■ **MATERIAL SHOWN**:
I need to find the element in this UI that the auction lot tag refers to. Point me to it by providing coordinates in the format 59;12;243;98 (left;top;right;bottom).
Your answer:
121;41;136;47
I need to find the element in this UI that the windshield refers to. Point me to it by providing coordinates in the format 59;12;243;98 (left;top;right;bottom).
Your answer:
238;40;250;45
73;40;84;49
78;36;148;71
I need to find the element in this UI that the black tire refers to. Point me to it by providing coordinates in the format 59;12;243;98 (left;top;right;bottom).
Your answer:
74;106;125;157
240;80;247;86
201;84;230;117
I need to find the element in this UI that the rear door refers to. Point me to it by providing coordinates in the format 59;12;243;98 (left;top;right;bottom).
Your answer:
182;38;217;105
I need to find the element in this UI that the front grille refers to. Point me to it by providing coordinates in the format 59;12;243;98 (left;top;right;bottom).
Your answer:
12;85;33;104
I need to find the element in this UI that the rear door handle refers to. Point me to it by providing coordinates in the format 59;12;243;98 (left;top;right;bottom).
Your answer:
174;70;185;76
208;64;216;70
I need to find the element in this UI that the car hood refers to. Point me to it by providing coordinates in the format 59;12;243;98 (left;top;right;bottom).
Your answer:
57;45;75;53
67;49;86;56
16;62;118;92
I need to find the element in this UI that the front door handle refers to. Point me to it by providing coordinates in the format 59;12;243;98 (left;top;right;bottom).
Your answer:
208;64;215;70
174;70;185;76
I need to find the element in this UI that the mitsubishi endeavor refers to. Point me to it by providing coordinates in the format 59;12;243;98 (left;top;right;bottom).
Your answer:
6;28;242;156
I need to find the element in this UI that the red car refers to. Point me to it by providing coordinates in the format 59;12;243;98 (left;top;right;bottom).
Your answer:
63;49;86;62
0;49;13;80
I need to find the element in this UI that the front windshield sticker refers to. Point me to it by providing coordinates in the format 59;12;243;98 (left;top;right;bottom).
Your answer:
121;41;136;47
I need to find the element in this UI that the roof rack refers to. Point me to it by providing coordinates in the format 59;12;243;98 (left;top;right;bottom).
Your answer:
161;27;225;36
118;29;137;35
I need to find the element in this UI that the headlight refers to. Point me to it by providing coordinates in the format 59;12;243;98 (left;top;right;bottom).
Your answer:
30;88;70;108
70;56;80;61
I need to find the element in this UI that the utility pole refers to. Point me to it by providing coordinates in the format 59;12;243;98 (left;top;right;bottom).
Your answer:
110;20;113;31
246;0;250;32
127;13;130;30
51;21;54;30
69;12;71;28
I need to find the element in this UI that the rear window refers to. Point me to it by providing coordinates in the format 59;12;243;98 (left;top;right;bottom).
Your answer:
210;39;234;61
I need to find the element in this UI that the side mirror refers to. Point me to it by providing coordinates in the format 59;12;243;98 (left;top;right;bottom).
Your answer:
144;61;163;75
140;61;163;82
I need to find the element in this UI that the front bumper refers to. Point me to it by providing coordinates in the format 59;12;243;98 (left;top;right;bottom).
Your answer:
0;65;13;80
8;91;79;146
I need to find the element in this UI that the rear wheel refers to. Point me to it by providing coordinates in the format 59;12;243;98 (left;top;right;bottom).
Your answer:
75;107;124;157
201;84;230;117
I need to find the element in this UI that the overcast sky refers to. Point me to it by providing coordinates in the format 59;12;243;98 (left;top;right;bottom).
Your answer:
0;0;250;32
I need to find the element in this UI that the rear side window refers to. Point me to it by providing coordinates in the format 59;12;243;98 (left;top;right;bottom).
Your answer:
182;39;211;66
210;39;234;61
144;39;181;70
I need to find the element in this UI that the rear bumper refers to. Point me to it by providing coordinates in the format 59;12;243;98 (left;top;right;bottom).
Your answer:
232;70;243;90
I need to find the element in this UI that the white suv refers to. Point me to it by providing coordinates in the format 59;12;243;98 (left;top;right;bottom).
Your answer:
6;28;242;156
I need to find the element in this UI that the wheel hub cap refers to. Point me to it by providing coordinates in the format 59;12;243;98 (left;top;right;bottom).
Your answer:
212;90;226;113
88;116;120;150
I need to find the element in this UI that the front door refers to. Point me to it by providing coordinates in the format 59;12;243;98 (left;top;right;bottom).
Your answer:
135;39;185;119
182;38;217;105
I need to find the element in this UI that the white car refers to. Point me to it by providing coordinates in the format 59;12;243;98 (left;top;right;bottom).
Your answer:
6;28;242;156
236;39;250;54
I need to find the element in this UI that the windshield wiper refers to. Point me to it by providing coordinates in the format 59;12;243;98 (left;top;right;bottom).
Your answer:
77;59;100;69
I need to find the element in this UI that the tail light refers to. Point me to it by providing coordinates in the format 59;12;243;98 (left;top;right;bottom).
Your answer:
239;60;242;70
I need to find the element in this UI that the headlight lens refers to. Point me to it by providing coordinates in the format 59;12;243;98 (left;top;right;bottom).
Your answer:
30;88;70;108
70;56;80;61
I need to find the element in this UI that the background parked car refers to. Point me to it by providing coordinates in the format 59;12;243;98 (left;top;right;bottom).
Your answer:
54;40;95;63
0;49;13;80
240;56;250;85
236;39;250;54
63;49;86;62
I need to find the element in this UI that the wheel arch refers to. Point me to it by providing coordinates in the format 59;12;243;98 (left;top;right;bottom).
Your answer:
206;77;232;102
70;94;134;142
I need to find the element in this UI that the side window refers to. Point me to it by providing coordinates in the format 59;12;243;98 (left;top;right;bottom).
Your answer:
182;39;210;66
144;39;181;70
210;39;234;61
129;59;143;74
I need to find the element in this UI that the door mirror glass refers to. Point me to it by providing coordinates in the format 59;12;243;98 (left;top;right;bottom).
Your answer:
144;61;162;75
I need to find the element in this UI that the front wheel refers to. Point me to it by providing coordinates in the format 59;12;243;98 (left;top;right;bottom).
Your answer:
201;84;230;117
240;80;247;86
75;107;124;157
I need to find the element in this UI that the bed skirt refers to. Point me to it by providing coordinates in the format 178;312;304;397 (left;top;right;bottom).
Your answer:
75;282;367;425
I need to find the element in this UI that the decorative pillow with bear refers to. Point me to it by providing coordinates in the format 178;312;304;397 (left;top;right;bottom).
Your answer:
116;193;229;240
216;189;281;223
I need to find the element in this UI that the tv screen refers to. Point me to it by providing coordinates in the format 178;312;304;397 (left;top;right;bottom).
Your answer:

■ **PROBLEM DESCRIPTION**: Write out the entries again, requests included, from the line with "that the roof" up to and including the line with "8;91;79;146", and multiply every box coordinate in the answers by 1.9, rounding to whole numbers with halves going up. Leave the numbers in the requests and their sample format unchanged.

■ **WRITTEN SOLUTION**:
I need to find the element in this UI that the roof rack refers to. Point me to it by providing coordinates in the format 59;12;243;98 (left;top;right;bottom).
Your answer:
306;51;428;68
224;55;260;67
I need to find the element in this UI that the headlight refers to. Point me to it by providing coordinates in the format 59;12;243;98 (left;top;right;bottom).
Your answer:
57;167;133;205
133;106;152;116
I need to find the element in this UI that the utility pole refers to. Point me to it by providing coordinates in the format 59;12;243;98 (left;top;right;bottom).
Your answer:
209;38;215;59
467;0;475;61
241;25;247;57
97;40;103;57
131;23;135;53
I need to find the element in this UI that the rear window refers to. Point me to it by providing coordinates in the format 59;12;243;98 (left;top;right;bottom).
Your answer:
399;74;445;116
I need to find the element in this UI that the side mirror refers to. Point me to it by providing coordinates in the format 59;12;243;98 (left;top;right;bottom).
Your answer:
274;116;310;143
266;116;310;156
I need to find the element in this UI that the front bumper refers to. Point me to it by providing coordinates in the format 59;12;243;98 (left;top;right;bottom).
Your answer:
0;124;25;152
15;173;150;277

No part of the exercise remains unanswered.